● WRITTEN REQUEST A: Decide whether each statement below agrees with the IAA excerpt, answering yes or no and quoting the deciding words: (i) the IAA found that the applicant would be able to access Lahore safely; (ii) the IAA accepted that the applicant may be questioned at the airport; (iii) the IAA set aside the Delegate's decision.
● WRITTEN REQUEST B: Transcribe the stretch of the IAA excerpt from "The IAA considered" through "Act (at [65]-[69]).".

● SOURCE EXCERPT:
--------------------------------------------------

The IAA was not satisfied that the applicant would face a real chance of harm on the basis of being mistaken for a Pashtun on account of his appearance (at [58]-[61]). The IAA was not satisfied that the applicant would face any chance of harm on the basis of being an “outsider” in Lahore (at [62]) or in Pakistan generally on the basis of having applied for asylum and having lived in Australia (at [63]-[64]).
The IAA considered that there was no evidence that the applicant would be suspected of having committed an offence of illegal emigration or any other crime. Although the IAA accepted that the applicant may be questioned at the airport, it was not satisfied that this would amount to or result in serious harm (at [66]). The IAA found that the applicant would be able to access Lahore safely. It found, having regard to the above, that the applicant did not meet the definition of a refugee in s 5H(1) of the Act and was therefore unable to meet s 36(2)(a) of the Act (at [65]-[69]).
The IAA was satisfied that the applicant would not face a real risk of significant harm in or en route to Lahore (at [72]-[74]). Having regard to country information, including regarding the diversity of Lahore, the IAA was not satisfied that it would be unreasonable for the applicant to relocate there because he was not Punjabi and did not speak Punjabi, because he would be considered an “outsider” there, or because he did not have friends or family there (at [77]-[78]). Given the applicant’s education and work experience, the IAA was satisfied that he would be able to secure employment in Lahore and find appropriate accommodation (at [79]-[80]). The IAA did not accept that the applicant would have lost familiarity with cultural behaviours and practices to the extent that he would be unable to re-establish himself in a new city or that it would be unreasonable for him to relocate there (at [81]). The IAA was not satisfied that the security situation rendered relocation unreasonable (at [82]).
Having regard to the above, the IAA was satisfied that it would be reasonable for the applicant to relocate to Lahore, where it found that he would face no real risk of significant harm (at [83]). The IAA concluded that the applicant was unable to meet s 36(2)(aa) of the Act and affirmed the Delegate’s decision (at [84]).

--------------------------------------------------

● DATA EXTRACT:

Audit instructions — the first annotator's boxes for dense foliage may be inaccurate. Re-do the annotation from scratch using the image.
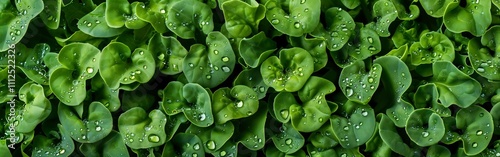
[0,0,500,157]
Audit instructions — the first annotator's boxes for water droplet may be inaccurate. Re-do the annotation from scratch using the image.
[271,19,280,25]
[293,22,300,29]
[87,67,94,74]
[207,140,215,150]
[222,66,231,72]
[193,143,200,150]
[361,111,368,117]
[148,134,160,143]
[280,109,289,119]
[422,131,429,137]
[345,87,354,97]
[477,68,484,73]
[200,113,207,121]
[476,130,483,136]
[222,56,229,62]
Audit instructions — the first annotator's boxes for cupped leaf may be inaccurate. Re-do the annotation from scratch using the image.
[444,0,492,36]
[80,131,129,157]
[426,145,451,157]
[162,81,214,127]
[378,114,415,156]
[373,56,414,127]
[413,83,451,117]
[99,42,155,89]
[308,123,339,149]
[456,105,494,155]
[182,32,236,88]
[0,0,44,52]
[78,3,127,38]
[185,122,234,152]
[367,0,398,37]
[90,77,121,112]
[290,76,335,132]
[49,43,101,106]
[212,85,259,124]
[165,0,214,39]
[40,0,62,29]
[290,36,328,72]
[31,124,75,157]
[235,104,268,150]
[339,60,382,104]
[265,0,321,37]
[14,82,52,133]
[271,123,305,154]
[170,133,205,157]
[336,25,382,68]
[468,26,500,81]
[233,68,269,99]
[104,0,147,29]
[260,47,314,92]
[409,32,455,65]
[221,1,266,38]
[405,108,445,147]
[431,61,482,108]
[420,0,453,18]
[330,101,376,148]
[238,32,276,68]
[118,107,167,149]
[312,7,356,51]
[57,102,113,143]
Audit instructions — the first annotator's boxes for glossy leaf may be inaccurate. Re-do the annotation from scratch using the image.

--------------------------------------------------

● TASK OUTPUT A:
(i) Yes: "The IAA found that the applicant would be able to access Lahore safely."
(ii) Yes: "Although the IAA accepted that the applicant may be questioned at the airport"
(iii) No: "affirmed the Delegate’s decision"

● TASK OUTPUT B:
The IAA considered that there was no evidence that the applicant would be suspected of having committed an offence of illegal emigration or any other crime. Although the IAA accepted that the applicant may be questioned at the airport, it was not satisfied that this would amount to or result in serious harm (at [66]). The IAA found that the applicant would be able to access Lahore safely. It found, having regard to the above, that the applicant did not meet the definition of a refugee in s 5H(1) of the Act and was therefore unable to meet s 36(2)(a) of the Act (at [65]-[69]).